## PROMPT
Convert the items, from their beginning through the line containing "positive clicks: (449, 152) (448, 171)", into a numbered list with blank lines omitted. Leave the pictures out of the list.

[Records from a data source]
*** Block opens ***
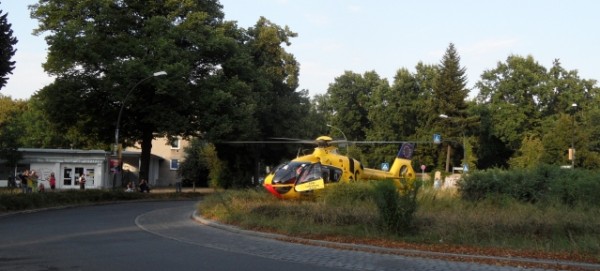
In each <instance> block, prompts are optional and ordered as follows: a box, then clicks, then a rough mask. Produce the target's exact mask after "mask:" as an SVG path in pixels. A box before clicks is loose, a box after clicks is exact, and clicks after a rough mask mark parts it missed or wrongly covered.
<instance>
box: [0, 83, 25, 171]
mask: <svg viewBox="0 0 600 271" xmlns="http://www.w3.org/2000/svg"><path fill="white" fill-rule="evenodd" d="M25 104H26V102H24V101H13V100H12V99H11V98H10V97H7V96H3V95H2V94H0V160H6V161H7V164H6V165H7V166H9V167H14V166H16V164H17V162H18V161H19V160H20V159H21V155H20V153H19V152H18V148H19V147H21V144H20V142H19V140H20V138H21V137H22V136H23V127H24V125H23V123H21V122H19V120H18V118H17V117H18V116H19V115H20V114H21V112H22V111H23V110H24V109H23V108H24V107H25Z"/></svg>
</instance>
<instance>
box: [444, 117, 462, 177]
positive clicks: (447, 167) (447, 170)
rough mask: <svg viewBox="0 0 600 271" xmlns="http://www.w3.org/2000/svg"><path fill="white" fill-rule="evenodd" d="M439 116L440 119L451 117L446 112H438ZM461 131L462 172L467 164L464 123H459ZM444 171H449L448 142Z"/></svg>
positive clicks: (449, 152) (448, 171)
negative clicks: (445, 113)
mask: <svg viewBox="0 0 600 271" xmlns="http://www.w3.org/2000/svg"><path fill="white" fill-rule="evenodd" d="M439 117H440V118H442V119H451V118H450V117H449V116H448V115H446V114H440V115H439ZM451 120H452V119H451ZM461 133H462V145H463V164H462V166H463V173H464V170H465V165H467V144H466V143H465V140H466V138H465V127H464V124H463V125H461ZM446 171H447V172H449V171H450V144H448V151H447V153H446Z"/></svg>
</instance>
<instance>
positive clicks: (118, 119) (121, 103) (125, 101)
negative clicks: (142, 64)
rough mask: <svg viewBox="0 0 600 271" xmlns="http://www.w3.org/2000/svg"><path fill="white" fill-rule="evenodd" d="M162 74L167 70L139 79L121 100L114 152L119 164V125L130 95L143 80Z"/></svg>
mask: <svg viewBox="0 0 600 271" xmlns="http://www.w3.org/2000/svg"><path fill="white" fill-rule="evenodd" d="M162 75H167V72H165V71H159V72H155V73H153V74H152V75H150V76H148V77H146V78H143V79H142V80H140V81H138V82H137V83H136V84H135V85H134V86H133V87H132V88H131V89H130V90H129V91H128V92H127V94H126V95H125V98H123V101H121V108H120V109H119V116H118V117H117V124H116V127H115V146H114V152H115V154H116V156H117V159H118V165H117V166H120V165H121V155H120V152H121V150H120V148H119V127H120V124H121V115H123V108H124V107H125V103H126V102H127V99H128V98H129V96H130V95H131V93H132V92H133V90H135V88H136V87H137V86H139V85H140V84H141V83H142V82H144V81H146V80H148V79H150V78H153V77H156V76H162ZM114 173H115V174H114V177H113V189H115V186H116V181H117V170H116V169H115V171H114Z"/></svg>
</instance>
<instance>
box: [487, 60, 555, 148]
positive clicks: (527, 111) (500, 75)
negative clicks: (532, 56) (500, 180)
mask: <svg viewBox="0 0 600 271" xmlns="http://www.w3.org/2000/svg"><path fill="white" fill-rule="evenodd" d="M545 82H547V76H546V69H545V68H544V67H543V66H541V65H540V64H538V63H537V62H536V61H535V60H534V59H533V57H531V56H528V57H527V58H523V57H520V56H509V57H508V58H507V60H506V62H505V63H498V65H497V67H496V68H495V69H493V70H488V71H485V72H484V73H483V74H482V76H481V81H479V82H477V83H476V86H477V88H479V94H478V96H477V100H478V102H479V103H482V104H486V105H488V107H489V108H490V110H491V111H490V112H491V117H492V122H493V123H494V125H493V127H491V128H492V135H494V136H496V137H498V138H499V139H500V140H501V141H502V142H503V143H504V144H506V145H507V146H508V148H510V149H512V150H513V151H514V150H517V149H519V147H520V145H521V142H522V139H523V138H524V134H525V133H526V132H527V133H531V132H533V134H534V135H540V131H539V127H540V115H541V110H540V109H541V108H540V107H538V106H539V105H540V104H539V100H538V99H537V97H539V96H540V93H541V92H542V88H544V87H543V86H544V83H545Z"/></svg>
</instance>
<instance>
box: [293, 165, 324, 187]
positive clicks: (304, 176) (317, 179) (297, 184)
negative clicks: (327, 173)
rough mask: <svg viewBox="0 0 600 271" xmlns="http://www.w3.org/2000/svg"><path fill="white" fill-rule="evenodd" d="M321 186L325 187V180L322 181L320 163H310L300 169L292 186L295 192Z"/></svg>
mask: <svg viewBox="0 0 600 271" xmlns="http://www.w3.org/2000/svg"><path fill="white" fill-rule="evenodd" d="M323 188H325V181H323V175H322V172H321V163H315V164H311V165H309V166H307V167H306V168H305V169H304V170H302V172H301V173H300V176H299V177H298V180H297V181H296V185H295V186H294V190H296V192H306V191H311V190H317V189H323Z"/></svg>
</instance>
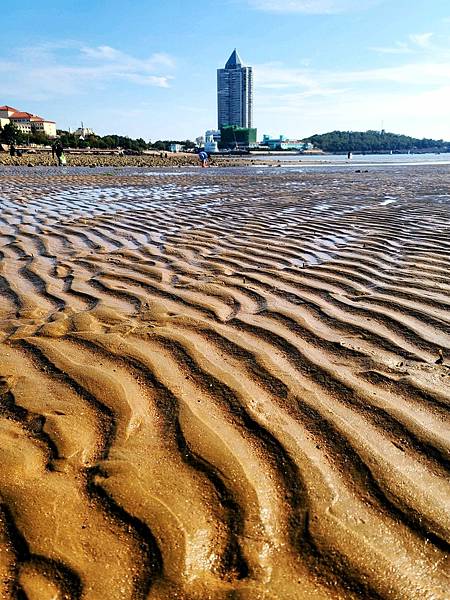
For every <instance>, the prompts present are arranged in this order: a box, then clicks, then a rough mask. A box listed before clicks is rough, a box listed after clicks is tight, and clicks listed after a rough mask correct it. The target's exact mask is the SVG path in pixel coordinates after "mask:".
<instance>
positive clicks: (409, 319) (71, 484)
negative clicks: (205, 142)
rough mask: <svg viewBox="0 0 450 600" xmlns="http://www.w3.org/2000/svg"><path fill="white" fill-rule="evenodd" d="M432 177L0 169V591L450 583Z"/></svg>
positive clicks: (178, 593)
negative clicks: (137, 173) (134, 172)
mask: <svg viewBox="0 0 450 600" xmlns="http://www.w3.org/2000/svg"><path fill="white" fill-rule="evenodd" d="M449 190H450V175H449V173H448V170H446V169H444V168H442V167H441V168H438V167H428V168H421V167H417V168H414V169H410V168H396V169H394V168H391V169H385V170H383V169H378V170H373V171H371V172H369V173H360V174H356V173H354V172H352V173H350V172H338V171H336V172H335V171H333V172H327V173H321V172H317V171H316V172H314V173H294V172H292V171H291V172H287V171H286V172H285V171H284V170H279V171H278V172H276V169H273V170H267V171H266V172H264V173H258V174H256V172H255V170H251V169H247V170H240V169H234V170H228V171H227V170H223V171H222V170H215V171H214V170H212V169H211V170H210V171H208V172H202V171H200V170H199V169H197V170H192V171H191V172H189V171H177V172H176V173H171V172H170V171H165V172H164V171H161V172H159V173H157V174H153V175H152V174H143V173H140V174H133V172H132V171H129V172H123V173H122V172H119V171H114V172H113V173H105V172H99V171H96V170H89V169H85V170H80V171H77V170H71V169H68V170H65V171H64V172H63V173H62V172H61V171H58V170H57V169H54V170H45V169H33V170H30V169H27V168H24V169H22V170H21V169H16V168H15V169H9V170H8V169H3V170H2V171H0V207H1V212H0V234H1V235H0V400H1V401H0V464H1V469H0V597H1V598H7V599H10V598H11V599H12V598H27V599H29V600H57V599H62V598H71V599H72V598H74V599H86V600H96V599H123V600H134V599H144V598H149V599H152V600H153V599H155V600H162V599H172V598H179V599H185V600H197V599H198V600H204V599H207V598H211V599H214V600H215V599H218V600H231V599H238V600H255V599H256V600H258V599H267V600H272V599H275V600H291V599H292V600H296V599H300V600H302V599H314V600H315V599H330V600H335V599H338V600H339V599H344V598H350V599H352V598H374V599H380V598H386V599H405V600H407V599H408V600H410V599H416V598H417V599H420V600H438V599H442V600H443V599H446V598H448V597H449V589H450V588H449V584H450V582H449V579H448V562H446V560H447V557H448V554H447V552H448V541H449V529H450V514H449V510H448V509H449V506H450V502H449V500H450V489H449V479H448V468H449V454H448V452H449V439H450V437H449V421H448V405H449V400H450V368H449V364H450V360H449V357H450V312H449V306H450V296H449V291H450V272H449V267H450V191H449Z"/></svg>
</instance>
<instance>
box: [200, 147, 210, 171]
mask: <svg viewBox="0 0 450 600" xmlns="http://www.w3.org/2000/svg"><path fill="white" fill-rule="evenodd" d="M198 159H199V161H200V162H201V164H202V167H203V168H205V167H207V166H208V155H207V154H206V152H205V151H204V150H202V151H201V152H199V153H198Z"/></svg>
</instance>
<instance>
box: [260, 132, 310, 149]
mask: <svg viewBox="0 0 450 600" xmlns="http://www.w3.org/2000/svg"><path fill="white" fill-rule="evenodd" d="M262 145H263V146H267V147H268V148H269V150H298V151H300V152H304V151H306V150H312V149H313V148H314V146H313V145H312V144H311V143H310V142H304V141H303V140H288V139H287V138H286V137H285V136H284V135H280V137H279V138H271V137H270V135H263V140H262Z"/></svg>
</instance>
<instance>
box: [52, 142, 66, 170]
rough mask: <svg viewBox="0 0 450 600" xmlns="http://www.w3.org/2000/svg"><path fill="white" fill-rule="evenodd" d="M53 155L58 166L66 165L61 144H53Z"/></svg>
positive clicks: (57, 142) (59, 143)
mask: <svg viewBox="0 0 450 600" xmlns="http://www.w3.org/2000/svg"><path fill="white" fill-rule="evenodd" d="M55 154H56V158H57V159H58V166H59V167H60V166H61V165H65V164H66V157H65V156H64V148H63V147H62V144H61V142H56V144H55Z"/></svg>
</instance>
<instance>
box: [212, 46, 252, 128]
mask: <svg viewBox="0 0 450 600" xmlns="http://www.w3.org/2000/svg"><path fill="white" fill-rule="evenodd" d="M217 108H218V125H219V129H220V128H221V127H224V126H226V125H237V126H238V127H249V128H250V127H252V124H253V72H252V68H251V67H243V66H242V61H241V59H240V57H239V54H238V53H237V51H236V50H234V51H233V53H232V54H231V56H230V58H229V59H228V61H227V64H226V65H225V68H224V69H217Z"/></svg>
*** Block closes ***
## SOLUTION
1. In each <instance> block, prompts are optional and ordered as follows: a box, then clicks, then a rough mask. Produce the target's exact mask after "mask:" as an SVG path in pixels. A box before clicks is loose, a box after clicks is exact, and clicks after a rough mask mark parts it missed or wrongly covered.
2. <instance>
3. box: [0, 83, 25, 171]
4. mask: <svg viewBox="0 0 600 271" xmlns="http://www.w3.org/2000/svg"><path fill="white" fill-rule="evenodd" d="M25 104H26V102H24V101H13V100H12V99H11V98H10V97H7V96H3V95H2V94H0V160H6V161H7V164H6V165H7V166H9V167H14V166H16V164H17V162H18V161H19V160H20V159H21V155H20V153H19V152H18V148H19V147H21V144H20V142H19V140H20V138H21V137H22V136H23V127H24V125H23V123H21V122H19V120H18V118H17V117H18V116H19V115H20V114H21V112H22V111H23V110H24V109H23V108H24V107H25Z"/></svg>
5. </instance>
6. <instance>
7. box: [444, 117, 462, 177]
8. positive clicks: (447, 167) (447, 170)
9. rough mask: <svg viewBox="0 0 600 271" xmlns="http://www.w3.org/2000/svg"><path fill="white" fill-rule="evenodd" d="M439 116L440 119L451 117L446 112H438ZM461 131L462 172L467 164L464 123H459ZM444 171H449L448 142Z"/></svg>
10. positive clicks: (449, 152) (448, 171)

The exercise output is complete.